WORK INSTRUCTION: The full set of lines below has to be duplicated exactly, with no picture kept.

_ _ _ _ _

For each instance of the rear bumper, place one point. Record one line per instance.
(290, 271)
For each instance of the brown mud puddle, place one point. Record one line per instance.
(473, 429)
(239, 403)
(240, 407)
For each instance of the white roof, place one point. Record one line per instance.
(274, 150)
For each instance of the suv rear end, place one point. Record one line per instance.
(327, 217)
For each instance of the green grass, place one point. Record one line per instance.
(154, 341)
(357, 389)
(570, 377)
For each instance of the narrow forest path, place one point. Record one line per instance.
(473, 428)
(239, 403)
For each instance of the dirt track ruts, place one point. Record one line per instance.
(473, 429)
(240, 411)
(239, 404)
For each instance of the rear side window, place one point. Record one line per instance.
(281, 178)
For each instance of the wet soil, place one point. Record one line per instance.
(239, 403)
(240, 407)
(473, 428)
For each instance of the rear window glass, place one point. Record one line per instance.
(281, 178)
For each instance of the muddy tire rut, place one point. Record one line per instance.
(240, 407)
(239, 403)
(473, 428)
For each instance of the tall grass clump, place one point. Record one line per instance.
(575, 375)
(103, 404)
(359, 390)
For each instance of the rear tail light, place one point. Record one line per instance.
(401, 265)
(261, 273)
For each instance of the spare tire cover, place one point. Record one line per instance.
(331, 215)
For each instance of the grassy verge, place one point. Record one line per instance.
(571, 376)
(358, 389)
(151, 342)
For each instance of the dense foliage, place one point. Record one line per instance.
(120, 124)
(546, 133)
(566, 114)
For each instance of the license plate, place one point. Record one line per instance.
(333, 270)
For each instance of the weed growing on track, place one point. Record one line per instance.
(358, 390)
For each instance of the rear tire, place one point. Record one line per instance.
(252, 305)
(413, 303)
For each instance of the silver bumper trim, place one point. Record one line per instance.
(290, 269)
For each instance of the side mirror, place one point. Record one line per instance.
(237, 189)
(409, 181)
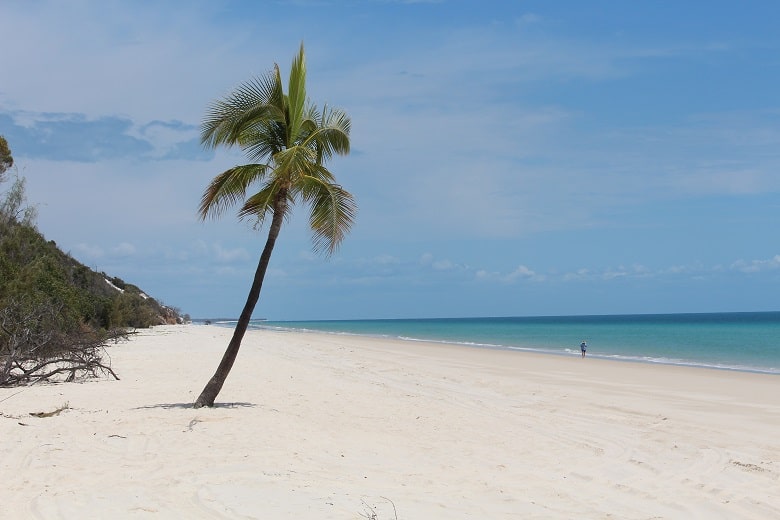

_ _ _ _ _

FINISHED EXERCISE:
For each instance of the rear bumper, place one point. Record one line per instance.
(290, 271)
For each instance of the brown mud puddle, place one point. Record one line per instance.
(473, 429)
(239, 403)
(240, 407)
For each instance of the white roof, place one point. Record one line per instance.
(274, 150)
For each instance of the suv rear end, place one point. Record one line per instance.
(327, 217)
For each instance of the green grass, place one point. Record one line per instance.
(154, 341)
(357, 389)
(570, 377)
For each instance of the narrow forest path, place one point. Record one line per instance.
(473, 428)
(239, 403)
For each instance of the dirt track ruts, place one point. Record one line per instance.
(473, 429)
(240, 411)
(239, 404)
For each instance of the rear side window, place one point. Record one line per instance.
(281, 178)
For each instance of the wet soil, place one point. Record one line per instance.
(239, 403)
(240, 407)
(473, 428)
For each instance of the rear window glass, place one point. Record one line per instance.
(281, 178)
For each instance of the muddy tire rut, place one point. Record one line per instance.
(240, 407)
(239, 403)
(473, 428)
For each instance of the tall grass clump, place one point. Record one line per instance.
(575, 375)
(103, 404)
(359, 390)
For each instance of the rear tail light, place one point. Record one line per instance.
(401, 265)
(261, 273)
For each instance of the spare tire cover, place one point. Record one line per instance.
(331, 215)
For each instance of the grassy verge, place one point. Record one line per instance.
(571, 376)
(358, 389)
(151, 342)
For each instance of the dense foliage, place one point. Record one line per instance.
(120, 124)
(546, 133)
(566, 114)
For each instance of the license plate, place one point. Record one line per instance.
(333, 270)
For each instance of the weed growing on track, place one point. Record one line per instance.
(358, 390)
For each instance of the rear tire, place one point. Record one line per instance.
(252, 305)
(413, 303)
For each instance of the silver bumper trim, place one point. Record one line per instance.
(290, 269)
For each instance of the side mirror, place one point. Record one line per instance.
(237, 189)
(409, 181)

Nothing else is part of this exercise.